» Problem details:
An exact transcription of the listing, without its images, is what the answer must contain.

Content starts

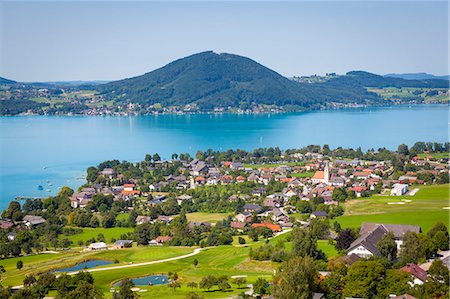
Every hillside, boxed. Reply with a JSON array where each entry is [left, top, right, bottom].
[[0, 77, 16, 85], [96, 51, 383, 110]]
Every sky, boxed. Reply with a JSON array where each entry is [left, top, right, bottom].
[[0, 1, 448, 82]]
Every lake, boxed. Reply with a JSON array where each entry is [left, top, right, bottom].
[[0, 104, 448, 209]]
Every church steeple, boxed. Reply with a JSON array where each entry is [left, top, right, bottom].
[[324, 161, 330, 184]]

Content ends

» Problem solution:
Every hillside, boxed. Reply with a JSON array where each entry is [left, top, right, bottom].
[[0, 77, 16, 85], [96, 51, 383, 110]]
Every sky, boxed. Reply with a JSON array where each entry is [left, top, right, bottom].
[[0, 1, 448, 82]]
Every lake, boxed. Reply with a JSON array where each entry is [left, top, right, bottom].
[[0, 104, 448, 209]]
Every church steeple, boxed. Reply with a JSON array where each entry is [left, top, right, bottom].
[[324, 161, 330, 184]]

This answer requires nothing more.